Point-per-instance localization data
┏━━
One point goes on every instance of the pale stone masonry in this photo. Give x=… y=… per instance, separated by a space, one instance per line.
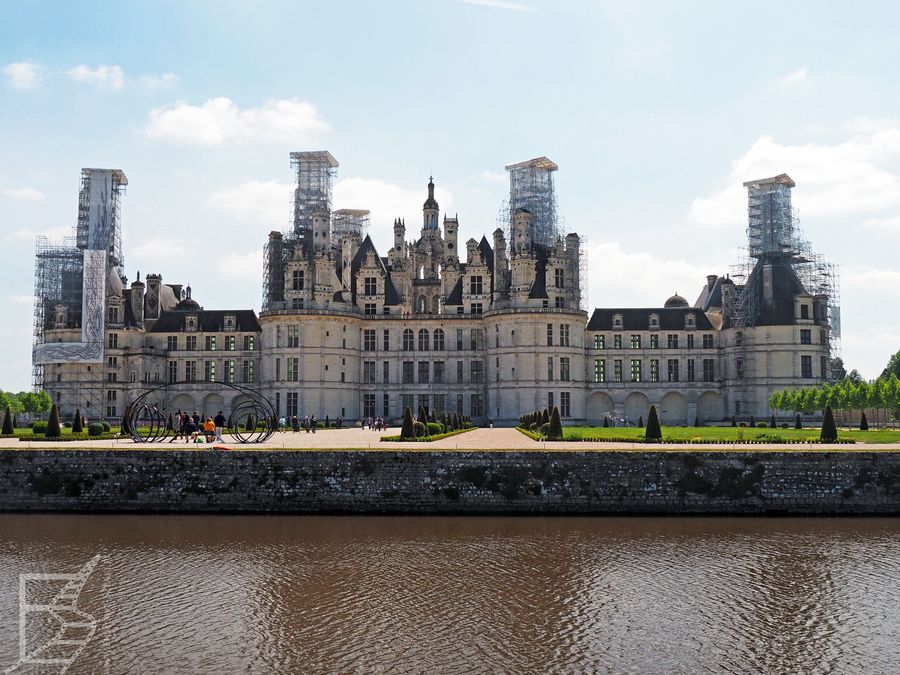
x=493 y=331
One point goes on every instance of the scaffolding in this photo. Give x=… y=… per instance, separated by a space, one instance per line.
x=314 y=174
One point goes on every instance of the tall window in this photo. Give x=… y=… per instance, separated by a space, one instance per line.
x=636 y=370
x=293 y=368
x=369 y=340
x=673 y=370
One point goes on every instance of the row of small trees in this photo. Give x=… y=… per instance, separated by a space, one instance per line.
x=546 y=422
x=882 y=394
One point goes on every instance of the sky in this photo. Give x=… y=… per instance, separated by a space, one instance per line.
x=656 y=112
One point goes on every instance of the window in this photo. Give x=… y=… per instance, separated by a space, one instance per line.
x=476 y=405
x=369 y=340
x=559 y=278
x=477 y=339
x=709 y=370
x=805 y=365
x=565 y=404
x=636 y=370
x=368 y=405
x=673 y=370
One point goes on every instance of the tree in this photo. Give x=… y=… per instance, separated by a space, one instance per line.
x=555 y=431
x=7 y=422
x=53 y=430
x=653 y=432
x=407 y=430
x=829 y=429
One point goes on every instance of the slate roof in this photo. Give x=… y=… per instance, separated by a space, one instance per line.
x=209 y=320
x=639 y=318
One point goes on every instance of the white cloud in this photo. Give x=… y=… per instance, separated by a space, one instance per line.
x=795 y=77
x=849 y=178
x=24 y=75
x=220 y=120
x=24 y=194
x=108 y=77
x=499 y=4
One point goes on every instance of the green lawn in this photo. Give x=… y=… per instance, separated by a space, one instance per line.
x=726 y=434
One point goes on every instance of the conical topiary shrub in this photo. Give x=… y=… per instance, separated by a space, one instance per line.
x=653 y=433
x=407 y=431
x=829 y=429
x=53 y=430
x=7 y=422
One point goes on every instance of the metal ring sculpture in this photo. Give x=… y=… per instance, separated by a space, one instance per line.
x=252 y=420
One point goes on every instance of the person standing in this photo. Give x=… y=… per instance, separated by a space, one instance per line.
x=220 y=425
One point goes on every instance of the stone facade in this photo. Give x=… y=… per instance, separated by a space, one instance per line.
x=451 y=482
x=493 y=331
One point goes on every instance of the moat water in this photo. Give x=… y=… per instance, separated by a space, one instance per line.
x=404 y=594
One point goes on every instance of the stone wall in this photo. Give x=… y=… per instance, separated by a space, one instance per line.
x=450 y=482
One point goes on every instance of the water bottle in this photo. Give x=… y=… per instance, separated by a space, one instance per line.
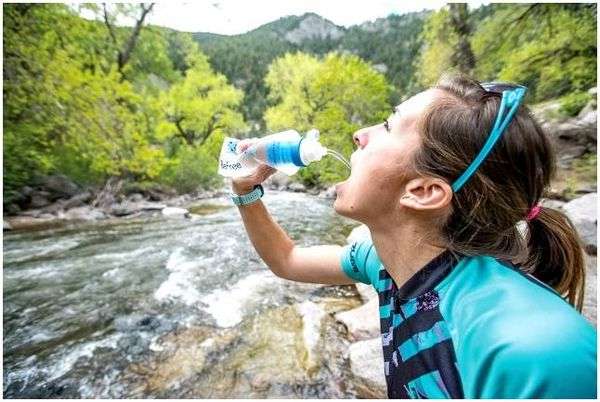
x=286 y=151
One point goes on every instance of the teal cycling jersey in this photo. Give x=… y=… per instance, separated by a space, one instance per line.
x=476 y=327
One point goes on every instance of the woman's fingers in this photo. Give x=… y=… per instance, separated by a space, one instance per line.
x=245 y=144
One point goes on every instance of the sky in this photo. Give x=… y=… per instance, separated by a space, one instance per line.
x=231 y=17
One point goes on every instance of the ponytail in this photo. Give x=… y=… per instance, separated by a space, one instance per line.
x=556 y=255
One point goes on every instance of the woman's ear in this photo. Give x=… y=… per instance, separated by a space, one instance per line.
x=426 y=194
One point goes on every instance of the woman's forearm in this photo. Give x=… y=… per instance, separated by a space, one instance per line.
x=268 y=238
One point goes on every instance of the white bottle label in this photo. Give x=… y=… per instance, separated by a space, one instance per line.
x=232 y=163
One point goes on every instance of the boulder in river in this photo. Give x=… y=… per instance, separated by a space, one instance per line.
x=39 y=199
x=85 y=213
x=29 y=222
x=77 y=200
x=58 y=185
x=297 y=187
x=175 y=212
x=362 y=322
x=583 y=212
x=366 y=364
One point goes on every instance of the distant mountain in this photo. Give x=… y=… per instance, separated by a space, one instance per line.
x=390 y=43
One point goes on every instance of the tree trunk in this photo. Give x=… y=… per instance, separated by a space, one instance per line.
x=463 y=57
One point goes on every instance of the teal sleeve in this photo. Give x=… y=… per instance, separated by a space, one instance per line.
x=514 y=339
x=360 y=262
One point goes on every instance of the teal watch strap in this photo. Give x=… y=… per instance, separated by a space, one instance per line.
x=249 y=198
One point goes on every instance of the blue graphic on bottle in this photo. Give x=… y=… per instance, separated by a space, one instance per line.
x=284 y=152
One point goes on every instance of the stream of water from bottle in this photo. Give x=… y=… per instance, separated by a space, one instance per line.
x=339 y=157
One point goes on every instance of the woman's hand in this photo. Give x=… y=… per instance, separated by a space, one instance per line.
x=244 y=185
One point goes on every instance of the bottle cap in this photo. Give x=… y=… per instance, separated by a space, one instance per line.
x=311 y=149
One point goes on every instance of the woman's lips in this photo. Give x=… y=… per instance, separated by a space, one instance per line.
x=339 y=186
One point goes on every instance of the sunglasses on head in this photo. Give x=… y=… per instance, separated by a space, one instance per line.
x=512 y=96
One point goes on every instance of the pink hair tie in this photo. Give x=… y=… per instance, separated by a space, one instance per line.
x=533 y=212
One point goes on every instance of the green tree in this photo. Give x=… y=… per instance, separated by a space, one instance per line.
x=337 y=94
x=551 y=48
x=197 y=113
x=437 y=53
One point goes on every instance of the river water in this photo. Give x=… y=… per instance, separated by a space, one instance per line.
x=173 y=308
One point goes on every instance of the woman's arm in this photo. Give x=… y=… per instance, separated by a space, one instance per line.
x=317 y=264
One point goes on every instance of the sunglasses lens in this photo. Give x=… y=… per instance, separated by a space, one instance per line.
x=499 y=87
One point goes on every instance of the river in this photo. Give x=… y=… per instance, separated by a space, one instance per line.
x=173 y=308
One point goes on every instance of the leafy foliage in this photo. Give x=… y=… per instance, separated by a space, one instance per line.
x=93 y=100
x=338 y=94
x=71 y=107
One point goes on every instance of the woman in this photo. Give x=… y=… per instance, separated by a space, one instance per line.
x=468 y=266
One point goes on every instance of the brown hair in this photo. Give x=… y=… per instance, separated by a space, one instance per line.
x=486 y=212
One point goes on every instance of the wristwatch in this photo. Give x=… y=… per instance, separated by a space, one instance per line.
x=249 y=198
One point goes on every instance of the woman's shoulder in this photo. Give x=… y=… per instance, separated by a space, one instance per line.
x=508 y=326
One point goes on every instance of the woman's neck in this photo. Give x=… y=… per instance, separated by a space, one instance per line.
x=403 y=250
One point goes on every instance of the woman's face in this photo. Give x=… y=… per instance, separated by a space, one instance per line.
x=381 y=163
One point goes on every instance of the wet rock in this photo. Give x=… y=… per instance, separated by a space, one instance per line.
x=133 y=344
x=583 y=212
x=34 y=213
x=39 y=199
x=59 y=186
x=11 y=209
x=359 y=233
x=129 y=208
x=361 y=322
x=77 y=200
x=135 y=197
x=28 y=222
x=312 y=315
x=366 y=364
x=297 y=187
x=85 y=213
x=175 y=212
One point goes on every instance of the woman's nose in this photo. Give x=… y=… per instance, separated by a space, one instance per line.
x=361 y=138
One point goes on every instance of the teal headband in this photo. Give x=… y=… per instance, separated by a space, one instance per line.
x=511 y=99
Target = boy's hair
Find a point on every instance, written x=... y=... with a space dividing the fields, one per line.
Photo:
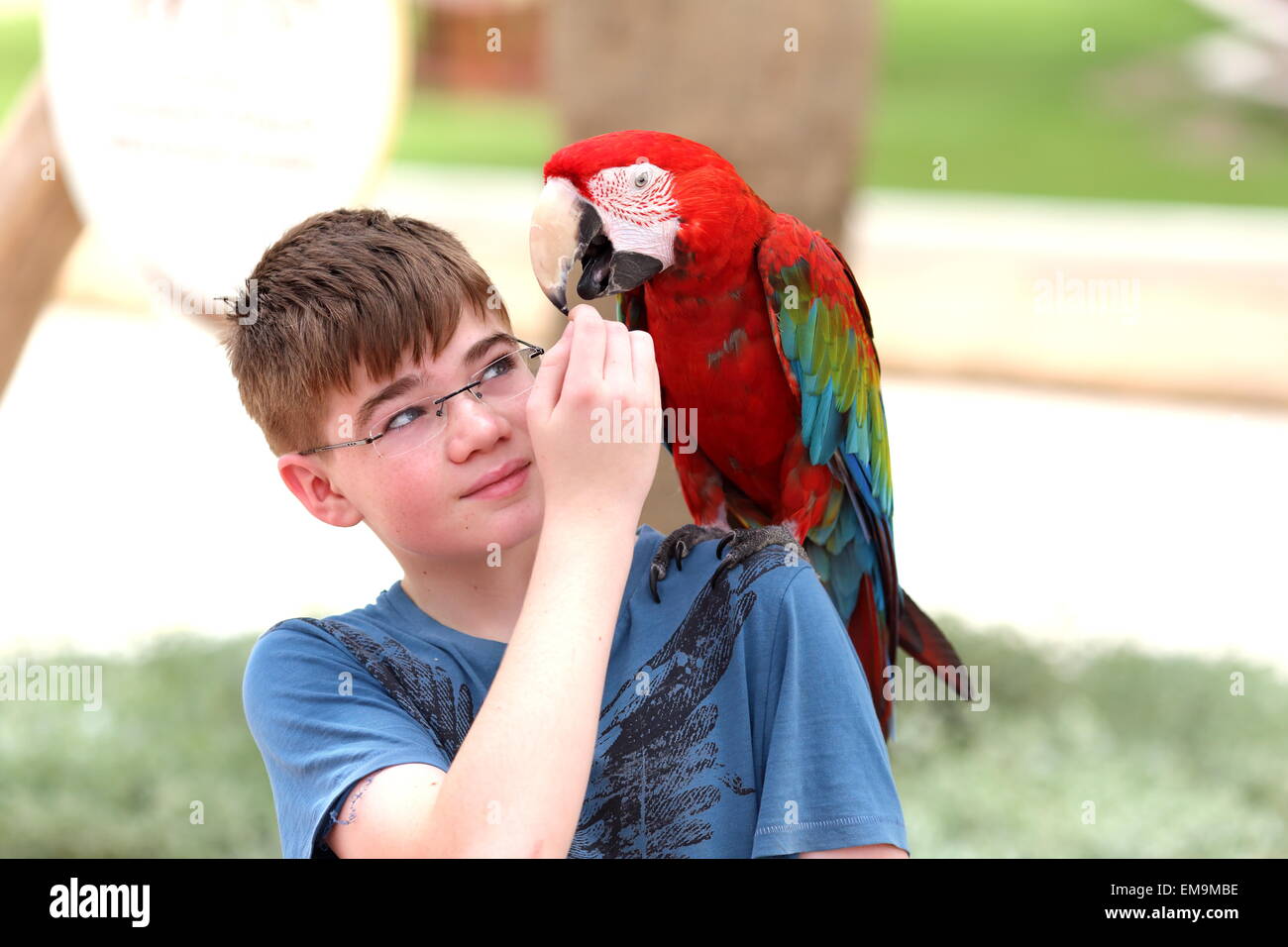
x=343 y=289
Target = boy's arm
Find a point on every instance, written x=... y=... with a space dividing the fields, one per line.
x=884 y=851
x=518 y=781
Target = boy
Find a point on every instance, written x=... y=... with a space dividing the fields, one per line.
x=518 y=692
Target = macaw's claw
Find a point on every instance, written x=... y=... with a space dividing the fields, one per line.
x=746 y=543
x=675 y=547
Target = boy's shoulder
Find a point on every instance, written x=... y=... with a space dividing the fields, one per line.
x=703 y=587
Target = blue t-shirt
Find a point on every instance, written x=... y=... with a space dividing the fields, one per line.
x=735 y=719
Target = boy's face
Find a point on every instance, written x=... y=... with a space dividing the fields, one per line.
x=416 y=501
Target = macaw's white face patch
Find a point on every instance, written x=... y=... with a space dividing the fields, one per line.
x=638 y=209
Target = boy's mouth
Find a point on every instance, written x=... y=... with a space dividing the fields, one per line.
x=496 y=475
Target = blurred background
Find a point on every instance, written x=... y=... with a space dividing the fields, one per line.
x=1070 y=223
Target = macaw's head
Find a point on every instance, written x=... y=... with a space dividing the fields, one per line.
x=618 y=202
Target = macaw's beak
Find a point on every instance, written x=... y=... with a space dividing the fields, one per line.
x=566 y=228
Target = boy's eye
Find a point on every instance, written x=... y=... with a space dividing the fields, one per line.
x=498 y=368
x=403 y=418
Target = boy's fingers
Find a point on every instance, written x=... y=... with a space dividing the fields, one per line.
x=550 y=375
x=618 y=364
x=587 y=360
x=643 y=359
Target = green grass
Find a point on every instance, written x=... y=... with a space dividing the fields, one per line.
x=1003 y=90
x=1176 y=767
x=1173 y=764
x=20 y=53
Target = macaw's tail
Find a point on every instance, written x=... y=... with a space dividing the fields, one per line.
x=871 y=641
x=918 y=635
x=921 y=638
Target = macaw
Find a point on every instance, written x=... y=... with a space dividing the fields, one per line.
x=759 y=325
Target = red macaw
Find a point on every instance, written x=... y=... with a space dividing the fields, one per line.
x=760 y=326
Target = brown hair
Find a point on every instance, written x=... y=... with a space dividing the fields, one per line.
x=343 y=289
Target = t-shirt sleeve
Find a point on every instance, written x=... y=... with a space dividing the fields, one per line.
x=322 y=723
x=827 y=781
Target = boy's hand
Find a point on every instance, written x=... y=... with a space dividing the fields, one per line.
x=593 y=365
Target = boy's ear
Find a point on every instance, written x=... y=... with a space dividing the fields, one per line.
x=310 y=482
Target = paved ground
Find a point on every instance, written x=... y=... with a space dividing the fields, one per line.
x=142 y=500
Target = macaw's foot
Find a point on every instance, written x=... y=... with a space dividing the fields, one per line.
x=742 y=544
x=678 y=545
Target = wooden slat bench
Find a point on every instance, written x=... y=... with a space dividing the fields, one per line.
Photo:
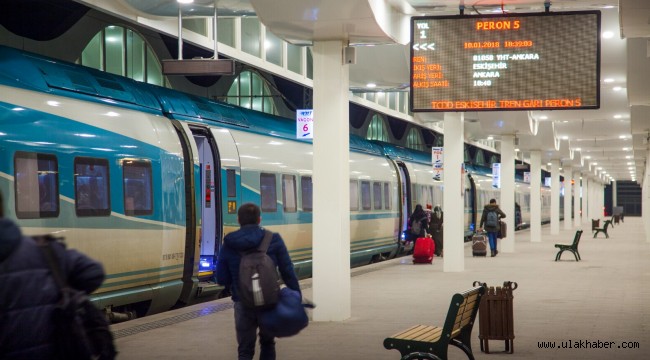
x=572 y=248
x=432 y=342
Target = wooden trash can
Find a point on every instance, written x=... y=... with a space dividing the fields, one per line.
x=496 y=316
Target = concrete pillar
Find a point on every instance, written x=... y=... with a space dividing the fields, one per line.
x=535 y=196
x=508 y=191
x=454 y=190
x=331 y=226
x=577 y=219
x=568 y=223
x=555 y=197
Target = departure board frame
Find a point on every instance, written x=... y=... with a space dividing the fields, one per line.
x=501 y=62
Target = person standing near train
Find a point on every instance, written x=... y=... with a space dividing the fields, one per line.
x=248 y=237
x=492 y=214
x=28 y=292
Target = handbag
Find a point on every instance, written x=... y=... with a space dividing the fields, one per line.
x=288 y=317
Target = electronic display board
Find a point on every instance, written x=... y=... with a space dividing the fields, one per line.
x=528 y=61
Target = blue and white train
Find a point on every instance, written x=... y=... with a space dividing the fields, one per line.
x=148 y=180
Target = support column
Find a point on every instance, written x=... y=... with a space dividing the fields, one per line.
x=586 y=213
x=535 y=196
x=577 y=219
x=555 y=197
x=331 y=184
x=453 y=230
x=507 y=202
x=568 y=222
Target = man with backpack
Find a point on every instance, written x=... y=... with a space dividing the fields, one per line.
x=248 y=241
x=29 y=293
x=492 y=214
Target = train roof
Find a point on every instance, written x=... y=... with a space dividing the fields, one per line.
x=39 y=73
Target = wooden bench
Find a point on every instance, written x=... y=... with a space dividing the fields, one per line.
x=602 y=230
x=432 y=342
x=573 y=247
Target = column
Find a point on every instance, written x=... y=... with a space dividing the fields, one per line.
x=507 y=203
x=453 y=230
x=331 y=184
x=568 y=222
x=535 y=196
x=576 y=200
x=555 y=197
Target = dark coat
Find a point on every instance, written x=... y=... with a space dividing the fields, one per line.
x=28 y=293
x=247 y=238
x=486 y=210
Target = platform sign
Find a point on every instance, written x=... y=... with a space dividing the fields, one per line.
x=517 y=61
x=496 y=175
x=437 y=158
x=305 y=124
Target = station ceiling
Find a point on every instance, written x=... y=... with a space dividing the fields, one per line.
x=607 y=143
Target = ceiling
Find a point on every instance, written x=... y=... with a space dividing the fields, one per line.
x=608 y=143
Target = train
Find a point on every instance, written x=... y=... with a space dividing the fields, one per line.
x=148 y=180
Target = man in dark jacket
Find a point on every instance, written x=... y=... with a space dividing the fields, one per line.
x=491 y=211
x=250 y=236
x=28 y=292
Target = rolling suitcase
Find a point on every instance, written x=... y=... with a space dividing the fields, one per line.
x=423 y=251
x=479 y=245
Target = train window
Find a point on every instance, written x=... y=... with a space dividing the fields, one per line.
x=268 y=193
x=376 y=195
x=231 y=182
x=365 y=195
x=386 y=196
x=289 y=193
x=36 y=185
x=354 y=196
x=91 y=183
x=306 y=187
x=138 y=189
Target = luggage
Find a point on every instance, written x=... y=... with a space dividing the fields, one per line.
x=503 y=230
x=479 y=245
x=423 y=250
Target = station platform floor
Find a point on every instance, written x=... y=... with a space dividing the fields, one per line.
x=603 y=298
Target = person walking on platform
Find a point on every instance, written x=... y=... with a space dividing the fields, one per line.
x=435 y=228
x=418 y=223
x=248 y=237
x=492 y=214
x=28 y=292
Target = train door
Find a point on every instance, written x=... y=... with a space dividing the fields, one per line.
x=210 y=200
x=405 y=195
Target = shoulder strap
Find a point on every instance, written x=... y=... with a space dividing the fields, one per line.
x=45 y=243
x=266 y=241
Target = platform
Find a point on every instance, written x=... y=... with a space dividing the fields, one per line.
x=605 y=298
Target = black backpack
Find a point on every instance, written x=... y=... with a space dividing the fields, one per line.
x=81 y=330
x=258 y=278
x=492 y=219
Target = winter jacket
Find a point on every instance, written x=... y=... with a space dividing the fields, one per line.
x=28 y=293
x=246 y=238
x=486 y=210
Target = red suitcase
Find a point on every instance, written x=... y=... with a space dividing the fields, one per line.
x=423 y=251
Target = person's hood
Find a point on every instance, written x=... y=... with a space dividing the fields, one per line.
x=10 y=236
x=491 y=206
x=248 y=237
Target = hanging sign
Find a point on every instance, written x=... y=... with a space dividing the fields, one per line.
x=496 y=175
x=437 y=158
x=305 y=124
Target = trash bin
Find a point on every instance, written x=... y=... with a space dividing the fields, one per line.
x=495 y=315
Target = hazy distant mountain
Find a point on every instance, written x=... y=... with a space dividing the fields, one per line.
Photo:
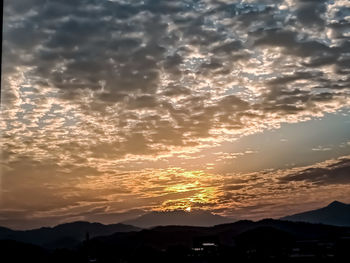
x=178 y=217
x=336 y=213
x=65 y=235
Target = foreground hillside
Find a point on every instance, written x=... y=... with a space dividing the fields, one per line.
x=244 y=241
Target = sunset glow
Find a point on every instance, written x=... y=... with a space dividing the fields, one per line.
x=112 y=109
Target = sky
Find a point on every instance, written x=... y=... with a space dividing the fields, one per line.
x=111 y=109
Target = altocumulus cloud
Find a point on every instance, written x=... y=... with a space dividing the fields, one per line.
x=91 y=83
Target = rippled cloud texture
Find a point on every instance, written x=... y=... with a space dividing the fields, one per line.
x=112 y=108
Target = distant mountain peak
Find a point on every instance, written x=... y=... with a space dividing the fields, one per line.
x=336 y=213
x=178 y=217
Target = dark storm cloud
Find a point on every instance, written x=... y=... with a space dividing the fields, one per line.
x=334 y=173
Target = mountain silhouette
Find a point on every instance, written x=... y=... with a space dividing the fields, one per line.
x=336 y=213
x=64 y=235
x=178 y=217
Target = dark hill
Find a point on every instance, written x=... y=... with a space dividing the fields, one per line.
x=65 y=235
x=336 y=213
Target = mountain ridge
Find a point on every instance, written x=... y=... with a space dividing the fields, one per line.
x=336 y=213
x=178 y=217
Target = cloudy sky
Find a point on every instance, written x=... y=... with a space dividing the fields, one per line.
x=113 y=108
┗━━
• [What you will do]
All lines from the one containing "Target = cloudy sky" to the last line above should be reproduced exactly, and no other lines should be given.

• [Response for this exercise]
Target = cloudy sky
Find a point on every instance, written x=... y=... with a space dividing the fields, one per line.
x=113 y=108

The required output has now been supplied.